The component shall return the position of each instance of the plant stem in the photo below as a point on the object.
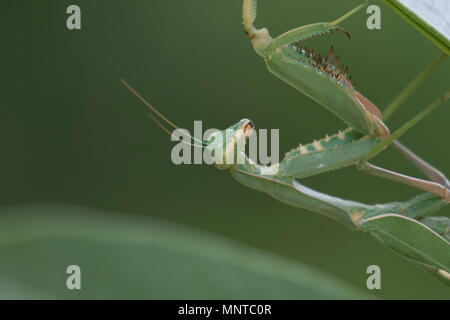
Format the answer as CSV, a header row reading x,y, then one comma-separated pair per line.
x,y
412,86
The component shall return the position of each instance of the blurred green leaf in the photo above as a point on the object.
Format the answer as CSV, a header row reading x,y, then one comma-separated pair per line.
x,y
133,257
413,240
431,18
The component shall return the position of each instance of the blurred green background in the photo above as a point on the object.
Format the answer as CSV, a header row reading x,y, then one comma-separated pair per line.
x,y
72,134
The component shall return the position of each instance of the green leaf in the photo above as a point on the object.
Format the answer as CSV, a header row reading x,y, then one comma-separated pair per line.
x,y
413,240
430,17
125,256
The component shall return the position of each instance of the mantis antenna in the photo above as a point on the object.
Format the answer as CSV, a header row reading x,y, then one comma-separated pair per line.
x,y
161,116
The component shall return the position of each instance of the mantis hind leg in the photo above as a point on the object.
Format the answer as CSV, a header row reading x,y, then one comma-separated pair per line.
x,y
427,169
439,184
425,185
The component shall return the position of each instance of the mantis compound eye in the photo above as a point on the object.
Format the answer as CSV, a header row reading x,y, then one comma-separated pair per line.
x,y
248,128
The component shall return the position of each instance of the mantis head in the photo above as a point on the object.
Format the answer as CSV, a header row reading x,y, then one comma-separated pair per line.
x,y
318,77
224,146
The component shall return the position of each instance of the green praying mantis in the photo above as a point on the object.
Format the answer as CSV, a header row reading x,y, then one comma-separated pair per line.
x,y
409,227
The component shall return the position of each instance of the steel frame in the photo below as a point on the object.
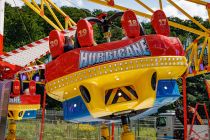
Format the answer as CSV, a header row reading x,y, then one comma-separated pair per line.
x,y
40,10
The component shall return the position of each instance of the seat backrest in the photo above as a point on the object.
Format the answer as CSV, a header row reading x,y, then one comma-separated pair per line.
x,y
160,23
16,87
32,87
56,43
85,33
130,24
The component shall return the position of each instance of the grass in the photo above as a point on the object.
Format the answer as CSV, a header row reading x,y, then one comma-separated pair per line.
x,y
60,130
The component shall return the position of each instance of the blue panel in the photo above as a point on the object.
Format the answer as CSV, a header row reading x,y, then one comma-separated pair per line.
x,y
75,109
167,93
30,114
167,88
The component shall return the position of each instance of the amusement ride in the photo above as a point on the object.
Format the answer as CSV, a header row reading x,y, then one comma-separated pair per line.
x,y
109,82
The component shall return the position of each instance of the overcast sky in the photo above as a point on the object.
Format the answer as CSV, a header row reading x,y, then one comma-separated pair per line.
x,y
192,9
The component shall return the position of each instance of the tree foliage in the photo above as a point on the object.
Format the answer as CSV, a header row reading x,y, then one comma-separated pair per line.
x,y
23,26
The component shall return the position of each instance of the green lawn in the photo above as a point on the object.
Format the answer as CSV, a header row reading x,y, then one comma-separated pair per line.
x,y
60,130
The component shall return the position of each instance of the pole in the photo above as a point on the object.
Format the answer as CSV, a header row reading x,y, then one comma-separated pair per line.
x,y
5,89
112,131
2,5
43,116
184,105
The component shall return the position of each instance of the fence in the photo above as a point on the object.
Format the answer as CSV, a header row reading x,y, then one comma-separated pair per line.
x,y
60,130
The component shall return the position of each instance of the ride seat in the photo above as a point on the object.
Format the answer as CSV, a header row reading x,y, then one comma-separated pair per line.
x,y
130,24
85,33
56,43
16,87
160,23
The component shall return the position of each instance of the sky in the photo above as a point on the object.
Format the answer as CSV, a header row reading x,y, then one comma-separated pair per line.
x,y
192,9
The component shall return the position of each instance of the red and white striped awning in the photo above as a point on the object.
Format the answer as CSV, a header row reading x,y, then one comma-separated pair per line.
x,y
27,54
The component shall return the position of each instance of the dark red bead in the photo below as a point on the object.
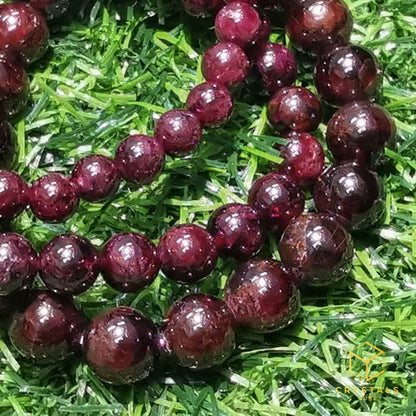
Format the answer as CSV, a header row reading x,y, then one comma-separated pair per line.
x,y
48,328
68,264
187,253
17,263
294,109
262,295
119,345
276,200
315,26
95,178
236,230
277,66
303,158
129,262
13,194
53,198
317,249
140,158
199,331
211,103
23,30
347,73
179,131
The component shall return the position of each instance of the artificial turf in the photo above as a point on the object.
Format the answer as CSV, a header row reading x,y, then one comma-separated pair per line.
x,y
113,70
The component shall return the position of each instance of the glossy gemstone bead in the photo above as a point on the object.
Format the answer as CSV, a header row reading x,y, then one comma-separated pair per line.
x,y
315,26
95,178
13,194
179,131
23,30
347,73
317,249
68,264
17,263
276,200
53,198
140,158
187,253
211,103
119,345
276,66
303,159
262,295
294,109
359,128
199,331
48,328
236,230
129,262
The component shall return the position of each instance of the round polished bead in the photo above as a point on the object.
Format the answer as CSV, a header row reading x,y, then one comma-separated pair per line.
x,y
129,262
315,26
187,253
262,295
236,230
48,328
13,194
294,109
140,158
276,200
23,30
211,103
53,198
276,66
347,73
119,345
317,249
179,131
17,263
199,331
95,178
68,264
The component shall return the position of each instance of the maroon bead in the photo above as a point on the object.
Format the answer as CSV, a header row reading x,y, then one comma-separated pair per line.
x,y
119,345
317,249
225,63
179,131
48,328
140,158
262,295
13,194
347,73
359,128
129,262
23,30
199,331
95,178
53,198
276,200
17,263
236,231
315,26
68,264
303,159
294,109
187,253
277,66
211,103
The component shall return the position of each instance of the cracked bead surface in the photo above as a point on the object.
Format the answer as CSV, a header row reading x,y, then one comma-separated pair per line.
x,y
317,249
199,331
119,345
262,295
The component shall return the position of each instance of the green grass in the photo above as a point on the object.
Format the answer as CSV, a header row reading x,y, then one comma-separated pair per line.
x,y
112,72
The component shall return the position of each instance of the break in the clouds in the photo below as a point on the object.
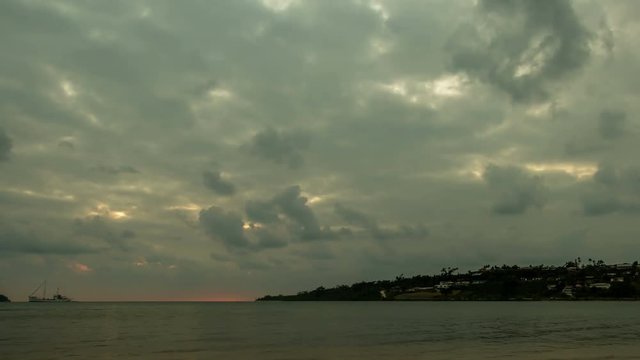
• • • •
**What you have to do**
The response should consist of the entries above, given again exactly and free of pictures.

**Answer below**
The component shall return the position of each instance of the plant stem in the photo below as a point on the object.
Format the answer as CSV, a header row reading x,y, then one comma-separated pair per line.
x,y
412,86
The component shall return the position of each instance of the blurred green leaf in the photo above as a point on the object.
Format the answer as CSV, a header row reading x,y, then one comma-separated pair per line.
x,y
133,257
413,240
431,18
The component shall return the position of each instance of the blurred green background in the photo above as a point on the object.
Format the answer as CSV, a header row reading x,y, then one comma-separated pair per line.
x,y
72,134
The component shall return the position of each instance of the green leaf in the photo above as a point on the object.
Format the answer as CSV, a header row reading x,y, then one comma-separated pair per line.
x,y
413,240
430,17
125,256
The component shall return the position of each instance of the mantis antenna in the photo above as a point on the object.
Format the answer as CSV, a header row reading x,y, then one comma-separated pair per line.
x,y
161,116
The component shall return the position of each instance of the mantis hind leg in the photo above as a point on the object.
Format the answer as CSV, a header row reading x,y, then one comma-separated pair per line.
x,y
427,169
439,184
425,185
The component shall return the position of each instance of the mantis compound eye in the photo above as a point on the object.
Format the answer as CSV, a header row reading x,y, then one comma-separated pair per line.
x,y
248,128
The component shall return the position of each instance of the mantis head in the photo above as a point on the object.
Format the answer as CSV, a header row reading x,y, then one comma-separated pair per line.
x,y
318,77
224,146
The component shall return the position of each instance of the green praying mantis in the photo above as a point on the object.
Format the answer as CSV, a header row reading x,y, then one comma-separated pair per line.
x,y
409,227
The component shall return the position of each instance of the steel frame in the photo below as a point on the object.
Format the answer as CSV, a header row reading x,y, then one comma-separated pair per line.
x,y
40,10
The component shall return the position of each instance of the seat backrest in the photo above as a point on the object.
Format the answer as CSV, a header row reading x,y, then one comma-separated pair per line.
x,y
160,23
16,87
32,87
56,43
85,33
130,24
The component shall return the position of each instance of the grass in the photo above as a point on the object.
Format the answer as CSV, a header row reading x,y, then one comma-separated pair per line.
x,y
60,130
The component shall return the position of each instance of the blue panel in the photo above as a point on the object.
Format the answer as CSV, a header row reading x,y, then one comma-separated pair per line.
x,y
75,109
167,93
30,114
167,88
The component shall return the position of each instance of the amusement ride in the photo above as a point on the object.
Format the answer as CSV, a header row reading x,y, then one comma-separated pair per line.
x,y
109,82
The component shall return the position of each instance of the overcast sky in the photo above as a point on the object.
Format the answer as CSV, a header row reading x,y, then one comma-separated pair per line.
x,y
192,9
The component shall return the position of each instance of the tree foliage in the photo above as a point on the object.
Format the answer as CSV, a header row reading x,y, then one comma-separated pair per line.
x,y
23,26
The component shall return the position of each instance of the green lawn in the photo above as a point on the object.
Format the answer as CSV, a header row reading x,y, then one comma-separated pair per line.
x,y
60,130
The component shall return the position of each instance of the pole in the photo above as a point on the object.
Format the answer as CSV, a header row reading x,y, then one comma-separated pair per line.
x,y
5,89
112,131
2,5
43,116
184,105
The component shall return the position of each instance of the fence in the photo above as a point on the object.
Format the answer as CSV, a header row reading x,y, then one comma-separated pair per line.
x,y
60,130
The component shall return the position of each instance of the ride seat in the photo above as a point on the object.
Format the answer as CSV, a header row reading x,y, then one comma-separated pair per line.
x,y
130,24
85,33
56,43
16,87
160,23
The component shall return the position of each instance of the sky in the photo above as a point on the object.
Format the answer as CSV, a header row reading x,y, then one comma-separated pair per line.
x,y
192,9
The component shall return the position of each instance of the red and white striped awning in the photo above as a point on the object.
Format the answer as CSV, a header row reading x,y, then one comma-separated pair per line.
x,y
27,54
The component shall return the position of each instance of the dark red bead in the photo below as a point on the object.
Format the answer as CSV, a header row reading x,y, then one comma-separated pair per line.
x,y
48,328
68,264
187,253
17,263
294,109
262,295
119,345
276,200
315,26
95,178
236,230
277,66
303,158
129,262
13,194
53,198
317,249
140,158
199,331
211,103
23,30
347,73
179,131
The component shall return the position of each instance of the artificial turf in the photo above as a point on the object.
Format the answer as CSV, a header row reading x,y, then one comma-separated pair per line.
x,y
113,70
The component shall return the position of each instance of the glossy gemstone bead in the photo above as a point on the object.
Format the answer as CSV, a header row reading x,y, then one comma-separated pair per line.
x,y
315,26
95,178
13,194
179,131
23,30
347,73
317,249
68,264
17,263
276,200
53,198
140,158
187,253
211,103
119,345
276,66
303,159
262,295
294,109
359,128
199,331
48,328
236,230
129,262
The component shall return the position of each instance of the round polished bead in the photo above as a point on the object.
Format the answer as CSV, a header row reading x,y, then one comma-separated pair per line.
x,y
129,262
315,26
187,253
262,295
236,230
48,328
13,194
294,109
140,158
276,200
23,30
211,103
53,198
276,66
347,73
119,345
317,249
179,131
17,263
199,331
95,178
68,264
The component shall return the position of each instance of the maroon bead in the photo above as a point on the object.
Format the answer as CSV, a header row reading x,y, then one comma-separated pair per line.
x,y
119,345
317,249
225,63
179,131
48,328
140,158
262,295
13,194
347,73
359,128
129,262
23,30
199,331
95,178
53,198
276,200
17,263
236,231
315,26
68,264
303,159
294,109
187,253
277,66
211,103
The component shall return the position of each instance of the cracked bead surface in the photo above as a point on the object.
Format the answer as CSV, a header row reading x,y, then one comma-separated pair per line.
x,y
317,249
199,331
119,345
262,295
The component shall return the position of each instance of the green grass in the photo above as a point on the object.
Format the answer as CSV, a header row reading x,y, then one comma-separated pair per line.
x,y
112,72
The component shall return the position of each instance of the break in the clouds in the photo below as a point on the object.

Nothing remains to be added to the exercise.